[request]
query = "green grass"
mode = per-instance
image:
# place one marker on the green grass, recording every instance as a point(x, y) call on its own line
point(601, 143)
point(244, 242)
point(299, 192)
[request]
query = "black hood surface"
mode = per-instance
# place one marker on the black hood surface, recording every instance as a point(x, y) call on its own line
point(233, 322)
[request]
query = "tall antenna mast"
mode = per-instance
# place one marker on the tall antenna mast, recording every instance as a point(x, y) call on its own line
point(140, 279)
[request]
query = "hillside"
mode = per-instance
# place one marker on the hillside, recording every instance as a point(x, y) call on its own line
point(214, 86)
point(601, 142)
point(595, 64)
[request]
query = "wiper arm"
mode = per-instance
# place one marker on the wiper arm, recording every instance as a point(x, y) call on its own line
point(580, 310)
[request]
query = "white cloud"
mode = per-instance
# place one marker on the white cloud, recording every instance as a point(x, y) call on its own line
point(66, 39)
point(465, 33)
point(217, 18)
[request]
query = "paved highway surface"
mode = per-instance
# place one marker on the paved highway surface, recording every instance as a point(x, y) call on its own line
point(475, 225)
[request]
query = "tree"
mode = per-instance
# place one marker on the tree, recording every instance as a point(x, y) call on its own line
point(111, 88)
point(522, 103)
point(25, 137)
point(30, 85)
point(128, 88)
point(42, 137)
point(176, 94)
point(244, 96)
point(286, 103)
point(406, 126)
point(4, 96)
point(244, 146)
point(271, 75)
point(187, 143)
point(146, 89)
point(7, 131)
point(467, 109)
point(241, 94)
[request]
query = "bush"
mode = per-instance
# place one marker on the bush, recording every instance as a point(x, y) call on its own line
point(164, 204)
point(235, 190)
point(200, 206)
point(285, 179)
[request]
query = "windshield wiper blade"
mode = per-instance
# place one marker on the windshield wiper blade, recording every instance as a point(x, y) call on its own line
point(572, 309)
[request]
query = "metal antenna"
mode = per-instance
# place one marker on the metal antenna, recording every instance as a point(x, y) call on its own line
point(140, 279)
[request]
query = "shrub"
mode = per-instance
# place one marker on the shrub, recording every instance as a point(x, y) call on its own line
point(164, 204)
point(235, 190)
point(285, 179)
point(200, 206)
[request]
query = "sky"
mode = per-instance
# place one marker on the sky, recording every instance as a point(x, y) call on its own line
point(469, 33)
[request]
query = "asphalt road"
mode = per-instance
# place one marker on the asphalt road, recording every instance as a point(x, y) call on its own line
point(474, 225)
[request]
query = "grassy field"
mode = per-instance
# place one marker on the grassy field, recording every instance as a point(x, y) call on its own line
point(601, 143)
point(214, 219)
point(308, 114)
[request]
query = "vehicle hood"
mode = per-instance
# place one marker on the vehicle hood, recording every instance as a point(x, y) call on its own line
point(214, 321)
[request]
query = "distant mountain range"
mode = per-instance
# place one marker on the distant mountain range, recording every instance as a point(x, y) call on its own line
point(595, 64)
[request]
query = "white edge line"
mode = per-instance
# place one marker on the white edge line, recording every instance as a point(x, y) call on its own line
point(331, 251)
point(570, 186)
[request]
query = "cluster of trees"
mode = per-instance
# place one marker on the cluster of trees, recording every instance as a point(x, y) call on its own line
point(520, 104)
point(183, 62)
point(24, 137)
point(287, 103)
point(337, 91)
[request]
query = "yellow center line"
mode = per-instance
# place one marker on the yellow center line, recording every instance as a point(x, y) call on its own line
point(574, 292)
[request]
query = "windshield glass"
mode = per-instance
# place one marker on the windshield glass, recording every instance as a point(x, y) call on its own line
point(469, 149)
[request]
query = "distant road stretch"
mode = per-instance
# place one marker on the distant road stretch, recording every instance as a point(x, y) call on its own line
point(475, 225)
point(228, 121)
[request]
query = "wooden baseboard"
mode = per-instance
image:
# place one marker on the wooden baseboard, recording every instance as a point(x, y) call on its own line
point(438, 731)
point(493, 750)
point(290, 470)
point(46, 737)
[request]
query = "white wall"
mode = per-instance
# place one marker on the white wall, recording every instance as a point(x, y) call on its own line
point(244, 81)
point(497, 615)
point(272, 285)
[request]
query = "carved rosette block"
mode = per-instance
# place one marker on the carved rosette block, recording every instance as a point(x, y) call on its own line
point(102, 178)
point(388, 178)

▶ _Task objective_: Exactly as shown, repeat every record.

▶ _Task answer_:
[request]
query = "green grass"
mode = per-instance
image:
# place one marker on the green grass, recording every instance as a point(x, y) call on its own line
point(601, 143)
point(244, 242)
point(299, 192)
[request]
query = "black hood surface"
mode = per-instance
# place one marker on the black hood surface, recording every instance as a point(x, y) call on its own line
point(233, 322)
[request]
query = "tall antenna mast"
mode = per-instance
# place one marker on the tall antenna mast, recording every instance as a point(x, y) call on its own line
point(140, 279)
[request]
query = "hillside"
mode = per-instance
# place one marker on the hillside, recording every instance as a point(x, y) call on its own line
point(214, 86)
point(601, 142)
point(595, 64)
[request]
query = "wiper arm"
mode = per-instance
# place one marker on the wiper arm, recording every instance as a point(x, y) call on its own line
point(580, 310)
[request]
query = "white cloud"
mode = per-instance
# place one marker on the white cloud, recording every instance as a point(x, y) call on its own line
point(66, 39)
point(465, 33)
point(217, 18)
[request]
query = "paved highway surface"
mode = per-instance
# place one marker on the paved highway surface, recording every instance as a point(x, y) call on its own line
point(475, 225)
[request]
query = "tree"
mode = per-instance
# place one marker on the tree, recording every instance as a point(x, y) call on its own line
point(111, 88)
point(522, 103)
point(25, 137)
point(30, 85)
point(128, 88)
point(42, 137)
point(176, 94)
point(244, 96)
point(286, 103)
point(406, 126)
point(4, 96)
point(244, 146)
point(271, 75)
point(187, 143)
point(146, 89)
point(7, 131)
point(467, 109)
point(241, 94)
[request]
query = "bush"
mode = per-instance
# place one marker on the bush, recording every instance as a point(x, y) call on its own line
point(164, 204)
point(235, 190)
point(200, 206)
point(285, 179)
[request]
query = "windshield wiper blade"
mode = per-instance
# place one marker on the windshield wiper blade, recording every instance as a point(x, y) call on its own line
point(572, 309)
[request]
query = "metal antenna"
mode = per-instance
# place one marker on the metal antenna, recording every instance as a point(x, y) call on its own line
point(140, 279)
[request]
query = "shrub"
mode = per-instance
# place one marker on the shrub, recording every instance as a point(x, y) call on its own line
point(164, 204)
point(235, 190)
point(285, 179)
point(200, 206)
[request]
query = "sky"
mode = per-instance
# place one marker on the sky, recording every instance as a point(x, y) call on its own line
point(469, 33)
[request]
query = "asphalt road"
mode = per-instance
# place one marker on the asphalt road, recording every instance as a point(x, y) call on its own line
point(474, 225)
[request]
query = "grassy field"
mode = per-instance
# place one marker on the grassy field, recording every instance as a point(x, y) call on its own line
point(601, 143)
point(214, 219)
point(308, 114)
[request]
query = "vehicle hood"
mode = per-instance
# place one marker on the vehicle hood, recording every instance as a point(x, y) call on its own line
point(214, 321)
[request]
query = "distant mountain range"
mode = per-instance
# place one marker on the distant mountain range, recording every instance as a point(x, y) call on its own line
point(595, 64)
[request]
query = "white edge line"
mode = per-instance
# place one marker on the white edge line, recording every instance as a point(x, y) call on its own line
point(331, 251)
point(570, 186)
[request]
query = "cluster of trees"
mode = per-instance
# place one marker on the cluster of trees, recording every instance as a point(x, y) call on its own line
point(520, 104)
point(183, 62)
point(24, 137)
point(287, 103)
point(337, 91)
[request]
query = "yellow center line"
mode = per-instance
# place one marker on the yellow center line, recording every instance as a point(x, y) call on its own line
point(574, 292)
[request]
query = "windshield glass"
mode = per-instance
# place one marker on the windshield glass, recording every instance as a point(x, y) call on its own line
point(469, 149)
[request]
query = "distant road stretch"
mode = per-instance
# place one marker on the distant road stretch, recording every instance as a point(x, y) call on its own line
point(475, 225)
point(228, 121)
[request]
query = "wooden baseboard"
mode = per-instance
image:
# place one marker on the wooden baseboard, recording every instance as a point(x, y) call on its own line
point(438, 731)
point(493, 750)
point(290, 470)
point(46, 737)
[request]
query = "white wall"
mode = per-instance
# place one marker on the white wall, recording every instance as a point(x, y) call on its own line
point(244, 81)
point(497, 615)
point(272, 285)
[request]
query = "carved rosette block"
mode = per-instance
# place one marker on the carved rosette block, recording every instance as a point(x, y) call on its own line
point(102, 178)
point(388, 178)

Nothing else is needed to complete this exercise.